::: RECORDS FOR THIS TASK :::

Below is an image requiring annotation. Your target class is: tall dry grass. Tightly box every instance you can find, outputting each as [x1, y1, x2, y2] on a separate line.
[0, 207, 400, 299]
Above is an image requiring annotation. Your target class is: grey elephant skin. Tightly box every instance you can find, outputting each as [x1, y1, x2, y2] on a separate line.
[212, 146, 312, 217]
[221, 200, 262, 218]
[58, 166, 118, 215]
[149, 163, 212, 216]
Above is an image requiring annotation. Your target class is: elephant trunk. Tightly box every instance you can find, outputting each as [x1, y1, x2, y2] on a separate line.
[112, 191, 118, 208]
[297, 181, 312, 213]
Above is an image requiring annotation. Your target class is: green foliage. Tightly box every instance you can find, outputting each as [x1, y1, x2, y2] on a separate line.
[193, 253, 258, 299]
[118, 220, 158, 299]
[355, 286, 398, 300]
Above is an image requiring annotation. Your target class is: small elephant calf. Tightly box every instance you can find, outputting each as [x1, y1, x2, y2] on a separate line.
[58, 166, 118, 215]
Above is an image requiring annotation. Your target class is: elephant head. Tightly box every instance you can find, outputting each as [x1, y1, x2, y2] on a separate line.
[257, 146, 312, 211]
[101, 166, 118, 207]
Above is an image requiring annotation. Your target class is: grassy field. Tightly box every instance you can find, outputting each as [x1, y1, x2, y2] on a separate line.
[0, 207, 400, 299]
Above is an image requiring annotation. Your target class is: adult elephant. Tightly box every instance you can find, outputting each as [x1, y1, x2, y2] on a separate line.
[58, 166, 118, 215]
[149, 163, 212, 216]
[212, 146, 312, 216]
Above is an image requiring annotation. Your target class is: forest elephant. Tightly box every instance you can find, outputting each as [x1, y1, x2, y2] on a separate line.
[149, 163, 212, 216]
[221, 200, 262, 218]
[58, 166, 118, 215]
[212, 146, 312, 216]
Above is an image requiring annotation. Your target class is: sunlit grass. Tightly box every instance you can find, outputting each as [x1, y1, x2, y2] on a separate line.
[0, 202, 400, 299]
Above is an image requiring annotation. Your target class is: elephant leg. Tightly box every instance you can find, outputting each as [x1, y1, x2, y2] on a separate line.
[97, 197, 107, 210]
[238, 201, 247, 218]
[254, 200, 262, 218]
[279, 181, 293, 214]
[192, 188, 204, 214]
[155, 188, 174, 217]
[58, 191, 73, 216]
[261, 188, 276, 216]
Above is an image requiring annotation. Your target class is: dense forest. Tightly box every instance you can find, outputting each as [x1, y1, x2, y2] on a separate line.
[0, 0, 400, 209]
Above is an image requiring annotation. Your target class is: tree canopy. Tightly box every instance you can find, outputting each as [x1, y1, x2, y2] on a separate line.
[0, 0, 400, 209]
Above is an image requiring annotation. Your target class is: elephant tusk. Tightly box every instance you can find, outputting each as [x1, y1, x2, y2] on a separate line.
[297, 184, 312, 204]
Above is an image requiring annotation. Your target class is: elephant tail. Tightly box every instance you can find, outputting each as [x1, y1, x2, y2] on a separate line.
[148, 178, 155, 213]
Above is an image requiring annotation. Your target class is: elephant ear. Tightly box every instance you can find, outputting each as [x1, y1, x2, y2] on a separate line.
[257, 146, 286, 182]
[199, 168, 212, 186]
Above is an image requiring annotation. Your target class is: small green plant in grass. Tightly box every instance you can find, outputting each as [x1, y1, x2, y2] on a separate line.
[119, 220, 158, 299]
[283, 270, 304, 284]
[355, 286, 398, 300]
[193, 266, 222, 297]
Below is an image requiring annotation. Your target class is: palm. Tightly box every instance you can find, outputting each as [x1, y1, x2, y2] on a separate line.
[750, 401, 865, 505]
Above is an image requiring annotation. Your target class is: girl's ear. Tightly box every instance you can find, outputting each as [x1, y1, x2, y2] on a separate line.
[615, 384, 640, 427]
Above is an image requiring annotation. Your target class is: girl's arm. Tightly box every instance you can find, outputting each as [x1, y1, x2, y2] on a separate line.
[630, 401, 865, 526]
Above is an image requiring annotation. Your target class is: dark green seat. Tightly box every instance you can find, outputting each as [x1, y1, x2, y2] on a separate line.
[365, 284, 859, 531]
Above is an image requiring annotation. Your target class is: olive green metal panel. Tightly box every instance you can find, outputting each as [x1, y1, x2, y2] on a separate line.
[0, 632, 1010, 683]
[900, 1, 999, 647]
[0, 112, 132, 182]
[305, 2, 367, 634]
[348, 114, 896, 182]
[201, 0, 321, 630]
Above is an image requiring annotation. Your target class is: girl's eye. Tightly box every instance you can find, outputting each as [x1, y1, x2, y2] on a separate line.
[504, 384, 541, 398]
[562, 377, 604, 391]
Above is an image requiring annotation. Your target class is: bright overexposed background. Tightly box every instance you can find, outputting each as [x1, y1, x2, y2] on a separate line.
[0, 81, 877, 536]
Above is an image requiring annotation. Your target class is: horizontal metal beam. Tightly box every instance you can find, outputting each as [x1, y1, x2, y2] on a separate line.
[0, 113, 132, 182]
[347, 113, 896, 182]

:::

Please copy all of the data above line for line, changing nothing.

Below is an image requiring annotation. Your target class is: tall dry grass. Tightly box every instance you can find, outputting each as [x1, y1, x2, y2] on a separate line.
[0, 207, 400, 299]
Above is an image requiring annotation. Your target class is: grey elephant skin. Tightly box every instance you can find, outputting each as [x1, y1, x2, y2] on a separate line.
[212, 146, 312, 217]
[221, 200, 262, 218]
[58, 166, 118, 215]
[149, 163, 212, 216]
Above is an image requiring annotation. Your target class is: elephant trunk. Tightly box every instance you can find, outputting each as [x1, y1, x2, y2] on a separate line.
[112, 191, 118, 208]
[297, 181, 312, 213]
Above is an image requiring annotation. Your target class is: green foliage. Tightly box every instance you can find, outputting each as [x1, y1, x2, y2] on a separate line.
[193, 253, 258, 299]
[118, 220, 158, 299]
[355, 286, 398, 300]
Above is an image requiring annotation. Your target class is: small elephant calf. Tightly box every instance you can find, outputting each as [x1, y1, x2, y2] on a separate line.
[58, 166, 118, 215]
Above is an image requiring annotation. Your target class is: elephant head. Tightly box every instance you can find, outputting each as [x1, y1, x2, y2] on a separate line.
[257, 146, 312, 211]
[101, 166, 118, 207]
Above is an image requiring annotation. Your target class is: grassy field. Tightly box every instance you can find, outputting each as [x1, y1, x2, y2] on a separate line.
[0, 207, 400, 299]
Above is an image requiring annotation. Your target class is: adult elephant. Tightly box every instance you can find, outputting each as [x1, y1, x2, y2] on a separate line.
[58, 166, 118, 215]
[149, 163, 212, 216]
[212, 146, 312, 216]
Above is an image requiring annotation. Your target class is: forest elephant. Tightly box every instance you can find, outputting each as [x1, y1, x2, y2] on a separate line.
[149, 163, 212, 216]
[221, 200, 262, 218]
[58, 166, 118, 215]
[212, 146, 312, 216]
Above is an image requiring annotation. Your target class is: sunlit grass. Tightly box every instance you can find, outputting each as [x1, y1, x2, y2] on a separate line.
[0, 202, 400, 299]
Above is an image requiring annotation. Your target class is: elephant leg. Tightly box every instance you can find, outputting each as [x1, y1, x2, y2] on a separate line.
[97, 197, 107, 210]
[238, 201, 247, 218]
[254, 200, 262, 218]
[279, 181, 293, 214]
[192, 188, 204, 214]
[155, 188, 174, 217]
[58, 191, 73, 216]
[261, 188, 276, 216]
Above is an image requiring annotation. Your target class is: dense forest. Tightly box every instance you can find, outputting each as [x1, y1, x2, y2] on a separate line.
[0, 0, 400, 209]
Above is an image requiring annotation. Your target class is: tree canopy. Tightly box every instance you can find, outputting each as [x1, y1, x2, y2] on a separate line.
[0, 0, 400, 209]
Above is an image requiring annotation. Your target class is: elephant tusk. Tightly box every instance you can find, outputting each as [x1, y1, x2, y2] on a separate line.
[297, 184, 312, 204]
Above is an image requiring annotation. Your target class is: elephant tail. Tightly box every instance you can find, outputting each as [x1, y1, x2, y2] on a separate line.
[148, 178, 155, 213]
Above is an image requiring annotation. Your target class is: elephant ear. Tightly box every instance you can find, outputting each as [x1, y1, x2, y2] on a separate line.
[257, 146, 286, 182]
[199, 168, 212, 186]
Above is an image requiring annotation. Your target class is: small green plant in grass. Tightly box every instance you can find, outputting each as [x1, y1, x2, y2] on a separate line.
[119, 220, 158, 299]
[283, 270, 304, 284]
[355, 286, 398, 300]
[193, 266, 222, 297]
Below is an image requiring annotation. Your target class is: palm. Tightly box every instance you can find, outputting each as [x1, y1, x2, y2] on a separate line.
[750, 401, 865, 505]
Above is an image requiring annotation. Your target class is: girl's ear. Tightly box every instance you can find, outputting each as [x1, y1, x2, y2] on a separate line.
[615, 384, 640, 427]
Above is an image requiring annotation. Your target class is: girl's arm. Tightly box every instance you can find, outputting each as [x1, y1, x2, y2] on a separate line.
[630, 401, 865, 526]
Above is an image requiring annotation. Your target class is: dark green seat. Tightly box every instance you can find, outputting each as [x1, y1, x2, y2] on a separate line.
[365, 284, 859, 531]
Above is an image requiring annotation. Your target class is: olive green metal panel. Tightly box every instance you can find, outputting each as [x1, y1, x2, y2] on a separate line.
[0, 632, 1010, 683]
[900, 1, 999, 647]
[0, 112, 132, 182]
[305, 2, 367, 634]
[348, 114, 896, 182]
[201, 0, 321, 630]
Above is an image requiring annotation. Your target class is: girl's eye. Tightly box every instance you can find, outputting each as [x1, y1, x2, y2] on a separate line.
[504, 384, 541, 398]
[562, 377, 604, 391]
Above is an image requiring annotation. Your target class is: bright overexposed background. Tightly box every instance you can find, outputting each as [x1, y1, x2, y2] on a separate line.
[0, 81, 877, 536]
Above is an image requiring annotation. Your target class is: horizontal metal beam. Tightly box every instance you can find, outputting each as [x1, y1, x2, y2] on a separate line.
[0, 113, 132, 182]
[347, 113, 896, 182]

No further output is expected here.